PASSAGE PROPOSÉ

Fiche numéro : 20

Mars - Meliton Bates

Personnage de la BD La Grande Arnaque de Carlos Trillo et Domingo Mandrafina aux éd. iLatina

Écrivain populaire d’un pays nommé « La Colonie », Meliton Bates a mis son imagination au service du Suprême Gouvernant en inventant pour lui les mythes supposés asseoir son pouvoir. S’il a tout d’un dandy snob trop plein d’assurance, il se montre en fait bien conscient des conséquences de ses compromissions et rêve de parvenir à dépasser sa lâcheté pour rattraper ses erreurs. Carlos Trillo réussit à placer son personnage au cœur d’un habile dispositif narratif. Car s’il est l’instigateur de la tragédie qui se joue ici, Meliton Bates, témoin des événements, se mue en narrateur omniscient et actif de cette histoire, s’adressant au lecteur les yeux dans les yeux.
Depuis 2019, les éditions iLatina effectuent un travail formidable de recherche et de publication d’ouvrages sud-américains qu’on pensait perdus pour certains.

DONNÉES FOURNIES
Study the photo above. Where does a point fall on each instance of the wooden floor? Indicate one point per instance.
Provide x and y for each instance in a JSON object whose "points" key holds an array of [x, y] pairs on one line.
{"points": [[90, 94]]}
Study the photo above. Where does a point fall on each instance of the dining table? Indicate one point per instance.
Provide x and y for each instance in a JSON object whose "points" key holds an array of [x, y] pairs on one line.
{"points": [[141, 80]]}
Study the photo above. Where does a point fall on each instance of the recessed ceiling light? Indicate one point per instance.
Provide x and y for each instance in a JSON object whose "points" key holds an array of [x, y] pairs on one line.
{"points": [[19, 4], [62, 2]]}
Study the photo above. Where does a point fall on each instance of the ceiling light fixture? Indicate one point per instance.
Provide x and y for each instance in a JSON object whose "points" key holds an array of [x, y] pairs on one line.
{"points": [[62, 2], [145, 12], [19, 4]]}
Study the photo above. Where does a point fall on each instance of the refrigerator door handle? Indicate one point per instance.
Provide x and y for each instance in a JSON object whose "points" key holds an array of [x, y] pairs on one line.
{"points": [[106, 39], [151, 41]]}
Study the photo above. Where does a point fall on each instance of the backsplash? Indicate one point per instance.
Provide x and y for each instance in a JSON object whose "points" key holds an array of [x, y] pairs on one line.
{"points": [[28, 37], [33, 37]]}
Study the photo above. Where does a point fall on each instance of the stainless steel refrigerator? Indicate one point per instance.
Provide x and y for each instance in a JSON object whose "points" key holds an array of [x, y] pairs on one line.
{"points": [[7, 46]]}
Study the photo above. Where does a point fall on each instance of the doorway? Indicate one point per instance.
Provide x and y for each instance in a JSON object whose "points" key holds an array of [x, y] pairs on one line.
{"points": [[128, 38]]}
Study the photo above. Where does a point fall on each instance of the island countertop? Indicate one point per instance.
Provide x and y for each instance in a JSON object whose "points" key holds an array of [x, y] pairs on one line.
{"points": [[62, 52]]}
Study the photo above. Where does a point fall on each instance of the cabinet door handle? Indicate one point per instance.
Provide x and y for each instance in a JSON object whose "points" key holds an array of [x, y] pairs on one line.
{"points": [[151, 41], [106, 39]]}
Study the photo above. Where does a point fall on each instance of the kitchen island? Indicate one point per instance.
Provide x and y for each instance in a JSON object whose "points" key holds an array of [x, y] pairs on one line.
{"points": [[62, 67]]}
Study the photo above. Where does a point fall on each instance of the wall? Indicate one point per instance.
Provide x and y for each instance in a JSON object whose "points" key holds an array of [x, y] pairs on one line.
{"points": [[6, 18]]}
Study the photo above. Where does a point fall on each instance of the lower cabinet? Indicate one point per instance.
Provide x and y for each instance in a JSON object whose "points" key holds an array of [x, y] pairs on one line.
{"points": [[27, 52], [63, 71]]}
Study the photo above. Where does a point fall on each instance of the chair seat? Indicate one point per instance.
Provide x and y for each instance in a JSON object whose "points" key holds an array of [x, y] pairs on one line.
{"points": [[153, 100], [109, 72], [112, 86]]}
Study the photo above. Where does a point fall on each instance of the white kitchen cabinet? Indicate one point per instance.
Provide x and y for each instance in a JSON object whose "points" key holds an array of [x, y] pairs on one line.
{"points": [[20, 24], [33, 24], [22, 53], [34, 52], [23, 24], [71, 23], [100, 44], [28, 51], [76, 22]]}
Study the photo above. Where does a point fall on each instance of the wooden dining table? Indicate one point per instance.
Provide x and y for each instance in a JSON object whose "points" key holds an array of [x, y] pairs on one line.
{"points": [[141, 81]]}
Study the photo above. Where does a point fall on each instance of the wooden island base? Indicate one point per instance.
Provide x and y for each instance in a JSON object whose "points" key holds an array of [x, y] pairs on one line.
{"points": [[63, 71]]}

SÉRIE D'EXERCICES
**1.** Dans la fiche sur Meliton Bates, comment s'appelle le pays dont il est un écrivain populaire ?
**2.** Reproduisez à l'identique le passage de la fiche sur Meliton Bates qui s'ouvre sur les mots « Mars - Meliton » et se termine par « dans les yeux. ».

RÉSULTATS
**1.** La Colonie.

**2.**
Mars - Meliton Bates

Personnage de la BD La Grande Arnaque de Carlos Trillo et Domingo Mandrafina aux éd. iLatina

Écrivain populaire d’un pays nommé « La Colonie », Meliton Bates a mis son imagination au service du Suprême Gouvernant en inventant pour lui les mythes supposés asseoir son pouvoir. S’il a tout d’un dandy snob trop plein d’assurance, il se montre en fait bien conscient des conséquences de ses compromissions et rêve de parvenir à dépasser sa lâcheté pour rattraper ses erreurs. Carlos Trillo réussit à placer son personnage au cœur d’un habile dispositif narratif. Car s’il est l’instigateur de la tragédie qui se joue ici, Meliton Bates, témoin des événements, se mue en narrateur omniscient et actif de cette histoire, s’adressant au lecteur les yeux dans les yeux.